• BRIEF A: Reproduce the records exactly, beginning with their first line and continuing through the line that contains "Now the <item>thin".

• PROVIDED PASSAGE:
— start —

Inspired and motivated by these limitations, an enhanced LADRC control approach leveraging the fuzzy logic technique, namely FDS-LADRC, is proposed for the PMSM speed loop system. To be specific, an LADRC control framework for the PMSM speed loop system is established. Subsequently, fuzzy dynamic self-regulators are designed using the system error and its derivative to adaptively adjust the controller parameters and the observer bandwidth. This leads to the development of an adaptive fuzzy controller and an adaptive fuzzy LESO, enhancing the system’s adaptability, transient performance, disturbance rejection capability, and anti-noise ability. Furthermore, the corresponding stability analysis is discussed. Finally, the effectiveness and superiority of the proposed FDS-LADRC method are demonstrated through a series of numerical simulations and real-world experiments. Note that compared with some existing fuzzy-based control methods including hybrid fuzzy LADRC [38] and fractional-order fuzzy LADRC [19], the proposed FDS-LADRC simultaneously tunes the controller parameters and the bandwidth of the observer, breaking the performance bottlenecks of one-sided parameter adjustment and achieving more comprehensive improvements in the transient response, anti-disturbance ability, and engineering adaptability. The main contributions of this paper can be summarized as follows:

(a) An enhanced LADRC control method leveraging the fuzzy dynamic self-tuning mechanism, i.e., FDS-LADRC, is proposed for the PMSM speed loop system, and the corresponding stability analysis is presented.

(b) In FDS-LADRC, an adaptive fuzzy controller and an adaptive fuzzy LESO are simultaneously developed, which flexibly adjust both the controller parameters and the observer bandwidth in real time, effectively enhancing the adaptability, transient performance, disturbance rejection capability, and anti-noise ability of the PMSM speed loop system.

(c) A number of comparative numerical simulations are conducted. The results demonstrate that the proposed FDS-LADRC method possesses certain superiority in many aspects compared with some baseline and state-of-the-art control methods. In addition, to verify the feasibility and effectiveness of FDS-LADRC, a series of real-world experiments are also carried out.

— end —

• DATA PROVIDED:
— start —

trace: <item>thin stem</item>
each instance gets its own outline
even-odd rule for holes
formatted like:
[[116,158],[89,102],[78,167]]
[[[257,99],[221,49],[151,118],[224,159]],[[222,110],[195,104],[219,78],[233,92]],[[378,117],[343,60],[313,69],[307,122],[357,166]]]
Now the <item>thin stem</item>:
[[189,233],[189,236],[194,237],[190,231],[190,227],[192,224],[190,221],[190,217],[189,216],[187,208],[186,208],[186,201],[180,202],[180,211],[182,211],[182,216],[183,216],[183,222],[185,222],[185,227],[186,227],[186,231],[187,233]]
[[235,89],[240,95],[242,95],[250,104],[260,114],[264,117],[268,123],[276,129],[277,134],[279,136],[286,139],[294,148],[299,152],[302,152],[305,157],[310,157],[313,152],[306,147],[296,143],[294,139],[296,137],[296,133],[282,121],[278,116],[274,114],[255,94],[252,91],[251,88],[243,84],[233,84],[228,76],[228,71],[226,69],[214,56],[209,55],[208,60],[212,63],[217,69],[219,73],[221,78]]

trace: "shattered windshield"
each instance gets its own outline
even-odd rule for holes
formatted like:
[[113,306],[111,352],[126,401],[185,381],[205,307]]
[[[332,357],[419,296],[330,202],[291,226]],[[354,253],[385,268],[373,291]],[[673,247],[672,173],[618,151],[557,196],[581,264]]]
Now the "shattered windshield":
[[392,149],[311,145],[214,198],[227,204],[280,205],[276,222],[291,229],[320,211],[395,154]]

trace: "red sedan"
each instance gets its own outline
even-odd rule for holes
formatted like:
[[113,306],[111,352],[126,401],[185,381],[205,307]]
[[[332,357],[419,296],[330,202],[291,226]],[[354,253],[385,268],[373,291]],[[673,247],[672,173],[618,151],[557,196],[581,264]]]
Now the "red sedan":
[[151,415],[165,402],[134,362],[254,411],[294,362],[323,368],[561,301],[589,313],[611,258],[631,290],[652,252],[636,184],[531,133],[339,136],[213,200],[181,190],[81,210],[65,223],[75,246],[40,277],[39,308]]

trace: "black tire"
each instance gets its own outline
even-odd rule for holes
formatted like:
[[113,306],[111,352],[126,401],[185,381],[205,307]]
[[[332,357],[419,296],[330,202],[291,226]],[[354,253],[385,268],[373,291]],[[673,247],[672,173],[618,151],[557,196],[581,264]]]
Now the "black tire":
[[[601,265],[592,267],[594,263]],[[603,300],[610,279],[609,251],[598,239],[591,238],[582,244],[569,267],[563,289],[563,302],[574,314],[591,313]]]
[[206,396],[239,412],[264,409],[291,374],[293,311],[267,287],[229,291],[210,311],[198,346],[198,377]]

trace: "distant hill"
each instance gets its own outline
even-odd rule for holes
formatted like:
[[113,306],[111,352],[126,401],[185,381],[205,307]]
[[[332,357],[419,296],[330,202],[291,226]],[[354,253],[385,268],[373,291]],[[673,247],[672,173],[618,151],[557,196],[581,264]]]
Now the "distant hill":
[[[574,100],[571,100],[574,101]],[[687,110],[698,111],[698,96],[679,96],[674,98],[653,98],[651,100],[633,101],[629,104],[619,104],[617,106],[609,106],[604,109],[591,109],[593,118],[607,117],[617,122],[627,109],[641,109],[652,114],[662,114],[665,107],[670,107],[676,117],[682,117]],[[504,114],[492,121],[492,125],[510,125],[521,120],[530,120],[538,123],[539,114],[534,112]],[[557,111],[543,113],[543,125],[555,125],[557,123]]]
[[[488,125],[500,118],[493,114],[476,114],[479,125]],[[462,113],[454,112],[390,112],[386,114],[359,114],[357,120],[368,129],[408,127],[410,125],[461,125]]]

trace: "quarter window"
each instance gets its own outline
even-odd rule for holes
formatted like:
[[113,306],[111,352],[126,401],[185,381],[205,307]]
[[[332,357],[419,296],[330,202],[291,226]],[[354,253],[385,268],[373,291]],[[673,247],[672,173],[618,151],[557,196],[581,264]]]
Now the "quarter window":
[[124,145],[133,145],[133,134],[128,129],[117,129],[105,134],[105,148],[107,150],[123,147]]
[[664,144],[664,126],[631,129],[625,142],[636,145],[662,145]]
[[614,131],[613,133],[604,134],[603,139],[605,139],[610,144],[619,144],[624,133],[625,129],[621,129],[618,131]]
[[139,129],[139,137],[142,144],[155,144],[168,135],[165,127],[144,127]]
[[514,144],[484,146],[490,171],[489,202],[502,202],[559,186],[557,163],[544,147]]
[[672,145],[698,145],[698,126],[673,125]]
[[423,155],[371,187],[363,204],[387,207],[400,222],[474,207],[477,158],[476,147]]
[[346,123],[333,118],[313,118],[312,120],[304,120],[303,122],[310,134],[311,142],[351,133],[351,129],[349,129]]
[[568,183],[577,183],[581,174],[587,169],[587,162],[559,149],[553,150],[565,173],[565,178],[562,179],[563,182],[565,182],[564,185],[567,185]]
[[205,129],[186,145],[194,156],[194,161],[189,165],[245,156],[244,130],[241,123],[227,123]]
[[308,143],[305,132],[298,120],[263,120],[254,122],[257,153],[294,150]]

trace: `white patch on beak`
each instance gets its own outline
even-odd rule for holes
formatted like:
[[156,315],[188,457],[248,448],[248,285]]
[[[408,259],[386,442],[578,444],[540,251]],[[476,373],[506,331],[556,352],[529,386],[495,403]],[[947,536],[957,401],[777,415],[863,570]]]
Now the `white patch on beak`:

— end —

• BRIEF B: In the passage on the FDS-LADRC method, what do the fuzzy dynamic self-regulators use to adaptively adjust the controller parameters and the observer bandwidth?

• REPLY A:
trace: <item>thin stem</item>
each instance gets its own outline
even-odd rule for holes
formatted like:
[[116,158],[89,102],[78,167]]
[[[257,99],[221,49],[151,118],[224,159]],[[222,110],[195,104],[219,78],[233,92]],[[378,117],[343,60],[313,69],[307,122],[357,166]]]
Now the <item>thin stem</item>:

• REPLY B: The system error and its derivative.